Reproduce the listing below word for word, from its first line through the line that contains "column 484, row 57". Leave the pictures out of your answer.
=-=-=-=-=
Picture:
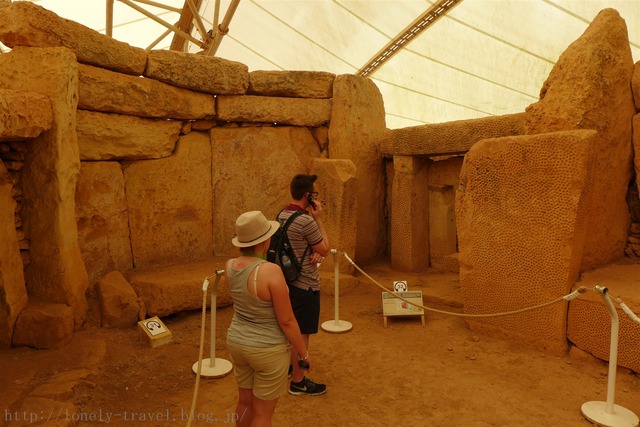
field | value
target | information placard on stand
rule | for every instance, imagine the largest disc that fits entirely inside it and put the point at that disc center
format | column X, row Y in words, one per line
column 394, row 306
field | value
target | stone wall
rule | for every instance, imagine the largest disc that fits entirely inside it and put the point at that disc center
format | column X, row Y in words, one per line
column 522, row 238
column 103, row 171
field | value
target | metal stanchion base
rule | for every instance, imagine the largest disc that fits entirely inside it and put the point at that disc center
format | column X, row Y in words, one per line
column 337, row 327
column 596, row 413
column 220, row 368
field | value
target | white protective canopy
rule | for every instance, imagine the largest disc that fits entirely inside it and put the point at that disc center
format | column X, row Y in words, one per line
column 480, row 58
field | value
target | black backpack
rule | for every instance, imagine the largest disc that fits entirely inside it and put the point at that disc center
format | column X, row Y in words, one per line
column 280, row 251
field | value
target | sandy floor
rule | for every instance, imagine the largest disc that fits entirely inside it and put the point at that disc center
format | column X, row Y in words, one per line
column 441, row 374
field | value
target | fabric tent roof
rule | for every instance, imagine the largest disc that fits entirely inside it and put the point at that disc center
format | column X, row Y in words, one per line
column 484, row 57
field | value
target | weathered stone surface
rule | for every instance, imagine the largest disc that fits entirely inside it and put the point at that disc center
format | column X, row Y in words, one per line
column 251, row 169
column 356, row 129
column 56, row 272
column 589, row 88
column 109, row 92
column 264, row 109
column 534, row 186
column 172, row 289
column 338, row 188
column 589, row 320
column 118, row 301
column 292, row 84
column 44, row 325
column 169, row 204
column 118, row 137
column 409, row 214
column 635, row 84
column 442, row 220
column 23, row 114
column 454, row 137
column 202, row 73
column 27, row 24
column 13, row 293
column 636, row 147
column 103, row 220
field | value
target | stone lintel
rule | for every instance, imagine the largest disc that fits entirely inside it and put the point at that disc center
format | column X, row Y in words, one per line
column 23, row 114
column 448, row 138
column 292, row 84
column 200, row 73
column 110, row 92
column 264, row 109
column 28, row 24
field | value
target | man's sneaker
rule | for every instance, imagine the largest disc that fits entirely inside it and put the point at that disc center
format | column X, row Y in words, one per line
column 307, row 386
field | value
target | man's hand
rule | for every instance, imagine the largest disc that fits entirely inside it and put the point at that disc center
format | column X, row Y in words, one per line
column 316, row 258
column 316, row 211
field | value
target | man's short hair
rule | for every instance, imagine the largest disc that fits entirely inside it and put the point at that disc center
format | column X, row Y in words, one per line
column 301, row 184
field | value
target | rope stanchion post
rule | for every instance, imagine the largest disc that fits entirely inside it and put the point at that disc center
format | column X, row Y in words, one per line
column 336, row 326
column 212, row 367
column 608, row 413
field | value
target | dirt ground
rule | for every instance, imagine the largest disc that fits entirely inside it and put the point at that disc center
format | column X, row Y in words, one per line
column 442, row 374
=-=-=-=-=
**SOLUTION TO THIS PROBLEM**:
Picture:
field | value
target | information placard on stand
rule | for every instance, imagine the largest disc that fits entirely inside it and put the point at that disc center
format | column X, row Y in words, one per line
column 394, row 306
field | value
target | stone wall
rule | for every instance, imagine the largest disc that fits entirely inside it and put the point at that disc center
format | column X, row Y in words, one per line
column 522, row 238
column 103, row 171
field | value
target | metal stanchion base
rule | for every instance, imagine the largest disc that fits entirely inside it and put the point at that disc center
format | column X, row Y in words, one per line
column 337, row 327
column 596, row 413
column 220, row 368
field | value
target | white protective canopy
rule | for every instance, imagine the largest disc that fits entirely inside it and put the point at that disc center
format | column X, row Y in words, one per line
column 480, row 58
field | value
target | black backpack
rule | for every instance, imagine the largest disc that fits entirely inside it and put the point at that disc center
format | column X, row Y in words, one per line
column 280, row 251
field | value
target | sandy floor
rule | for every instance, imagine the largest disc that fits entirely inside it and put the point at that disc center
format | column X, row Y in words, one per line
column 441, row 374
field | value
target | fabric tent roof
rule | for every instance, imagine the largest disc that fits entirely inside it and put the point at that disc center
format | column X, row Y in words, one per line
column 484, row 57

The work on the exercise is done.